Coordinate labeling data
* * * * *

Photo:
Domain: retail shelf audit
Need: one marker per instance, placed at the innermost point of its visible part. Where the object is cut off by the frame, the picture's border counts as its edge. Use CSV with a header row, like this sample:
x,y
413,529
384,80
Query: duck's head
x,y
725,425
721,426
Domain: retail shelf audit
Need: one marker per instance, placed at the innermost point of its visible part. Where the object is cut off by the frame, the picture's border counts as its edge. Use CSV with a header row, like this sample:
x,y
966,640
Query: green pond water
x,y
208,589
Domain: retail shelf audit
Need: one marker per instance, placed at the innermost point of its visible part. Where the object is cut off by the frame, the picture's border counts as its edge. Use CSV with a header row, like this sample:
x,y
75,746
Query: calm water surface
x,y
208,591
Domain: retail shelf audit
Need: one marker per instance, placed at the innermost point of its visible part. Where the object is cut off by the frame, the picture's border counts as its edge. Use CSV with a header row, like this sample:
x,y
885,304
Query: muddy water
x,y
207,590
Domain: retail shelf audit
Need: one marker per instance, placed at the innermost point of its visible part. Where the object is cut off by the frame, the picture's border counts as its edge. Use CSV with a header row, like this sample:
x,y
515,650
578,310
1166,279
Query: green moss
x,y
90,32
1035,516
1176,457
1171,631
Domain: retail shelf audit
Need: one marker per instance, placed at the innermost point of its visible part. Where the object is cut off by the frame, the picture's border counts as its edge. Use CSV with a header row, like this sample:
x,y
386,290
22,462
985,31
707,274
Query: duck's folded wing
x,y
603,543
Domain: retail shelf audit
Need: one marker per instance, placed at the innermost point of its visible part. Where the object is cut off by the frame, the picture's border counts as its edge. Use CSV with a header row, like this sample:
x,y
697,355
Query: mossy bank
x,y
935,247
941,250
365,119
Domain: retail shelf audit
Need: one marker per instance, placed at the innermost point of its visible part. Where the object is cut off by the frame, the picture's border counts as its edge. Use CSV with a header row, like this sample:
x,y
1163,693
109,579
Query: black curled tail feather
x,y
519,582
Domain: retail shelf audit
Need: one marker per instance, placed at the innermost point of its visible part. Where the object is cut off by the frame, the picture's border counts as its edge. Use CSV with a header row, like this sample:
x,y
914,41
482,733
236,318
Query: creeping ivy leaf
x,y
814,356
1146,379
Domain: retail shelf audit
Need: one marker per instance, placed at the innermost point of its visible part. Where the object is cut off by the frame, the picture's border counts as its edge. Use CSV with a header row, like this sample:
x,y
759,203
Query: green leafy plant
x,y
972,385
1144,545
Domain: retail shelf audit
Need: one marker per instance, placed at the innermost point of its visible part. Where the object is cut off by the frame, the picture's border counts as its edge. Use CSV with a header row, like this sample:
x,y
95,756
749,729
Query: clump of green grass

* * * * *

__TASK DIRECTIONS__
Count the lines above that contain the string "duck". Reply with the number only.

__EXERCISE OUTPUT__
2